* [Consegna] Puoi ricopiare senza alcuna modifica il tratto dell'elenco che va dall'inizio fino alla riga contenente "Trace the outline of every instance of the leg.", inclusi entrambi gli estremi?

(Righe del dataset)
********************

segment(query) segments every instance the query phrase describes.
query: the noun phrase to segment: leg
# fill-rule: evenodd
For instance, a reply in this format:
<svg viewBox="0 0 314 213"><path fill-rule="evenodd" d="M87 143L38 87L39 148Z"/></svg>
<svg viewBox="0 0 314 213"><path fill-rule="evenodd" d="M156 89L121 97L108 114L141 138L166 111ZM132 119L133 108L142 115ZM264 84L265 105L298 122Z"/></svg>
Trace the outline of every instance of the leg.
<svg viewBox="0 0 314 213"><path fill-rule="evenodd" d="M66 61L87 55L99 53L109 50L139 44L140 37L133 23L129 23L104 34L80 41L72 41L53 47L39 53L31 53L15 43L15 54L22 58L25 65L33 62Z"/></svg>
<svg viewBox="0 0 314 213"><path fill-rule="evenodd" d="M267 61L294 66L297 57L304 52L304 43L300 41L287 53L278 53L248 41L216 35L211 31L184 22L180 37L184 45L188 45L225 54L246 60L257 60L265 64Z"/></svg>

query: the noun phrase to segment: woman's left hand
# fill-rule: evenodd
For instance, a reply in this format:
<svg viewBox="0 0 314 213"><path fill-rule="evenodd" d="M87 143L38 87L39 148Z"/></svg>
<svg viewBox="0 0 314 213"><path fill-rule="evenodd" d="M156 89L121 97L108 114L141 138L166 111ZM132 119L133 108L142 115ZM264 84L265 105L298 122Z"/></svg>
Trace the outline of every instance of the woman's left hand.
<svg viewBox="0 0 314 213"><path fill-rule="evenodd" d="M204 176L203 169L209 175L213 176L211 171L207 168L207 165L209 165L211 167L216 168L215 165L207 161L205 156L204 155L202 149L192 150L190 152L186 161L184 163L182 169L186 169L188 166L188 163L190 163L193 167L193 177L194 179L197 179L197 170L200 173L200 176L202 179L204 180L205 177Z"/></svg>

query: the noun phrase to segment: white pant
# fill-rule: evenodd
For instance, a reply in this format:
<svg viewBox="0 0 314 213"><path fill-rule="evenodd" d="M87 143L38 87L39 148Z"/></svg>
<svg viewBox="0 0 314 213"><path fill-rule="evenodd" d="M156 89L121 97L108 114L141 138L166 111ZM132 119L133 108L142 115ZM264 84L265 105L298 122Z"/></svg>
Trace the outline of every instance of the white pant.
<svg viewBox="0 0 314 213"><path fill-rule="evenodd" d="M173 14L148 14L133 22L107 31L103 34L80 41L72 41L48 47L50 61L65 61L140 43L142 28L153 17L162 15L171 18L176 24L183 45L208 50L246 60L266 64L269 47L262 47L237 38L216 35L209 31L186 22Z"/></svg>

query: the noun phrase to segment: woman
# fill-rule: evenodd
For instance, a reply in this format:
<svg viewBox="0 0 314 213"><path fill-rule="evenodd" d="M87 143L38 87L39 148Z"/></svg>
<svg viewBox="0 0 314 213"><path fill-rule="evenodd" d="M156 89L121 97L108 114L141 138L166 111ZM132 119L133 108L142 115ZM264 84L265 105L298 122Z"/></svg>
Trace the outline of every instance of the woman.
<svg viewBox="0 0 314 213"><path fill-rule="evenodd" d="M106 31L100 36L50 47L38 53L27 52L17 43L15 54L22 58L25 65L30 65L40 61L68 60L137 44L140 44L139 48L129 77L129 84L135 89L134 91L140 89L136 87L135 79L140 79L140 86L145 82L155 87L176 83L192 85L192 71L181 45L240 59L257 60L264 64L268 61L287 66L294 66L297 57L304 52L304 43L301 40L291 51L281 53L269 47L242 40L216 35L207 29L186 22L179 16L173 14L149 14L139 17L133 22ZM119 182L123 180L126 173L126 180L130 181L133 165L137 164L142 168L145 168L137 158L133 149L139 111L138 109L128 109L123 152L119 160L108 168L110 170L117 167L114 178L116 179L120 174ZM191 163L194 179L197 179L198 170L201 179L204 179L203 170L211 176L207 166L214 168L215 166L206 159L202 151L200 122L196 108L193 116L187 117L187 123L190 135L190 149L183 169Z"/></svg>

********************

* [Risposta]
segment(query) segments every instance the query phrase describes.
query: the noun phrase to segment: leg
# fill-rule: evenodd
For instance, a reply in this format:
<svg viewBox="0 0 314 213"><path fill-rule="evenodd" d="M87 143L38 87L39 148Z"/></svg>
<svg viewBox="0 0 314 213"><path fill-rule="evenodd" d="M156 89L121 97L108 114L141 138L166 111ZM132 119L133 108L142 115ZM264 84L265 105L298 122Z"/></svg>
Trace the outline of every instance of the leg.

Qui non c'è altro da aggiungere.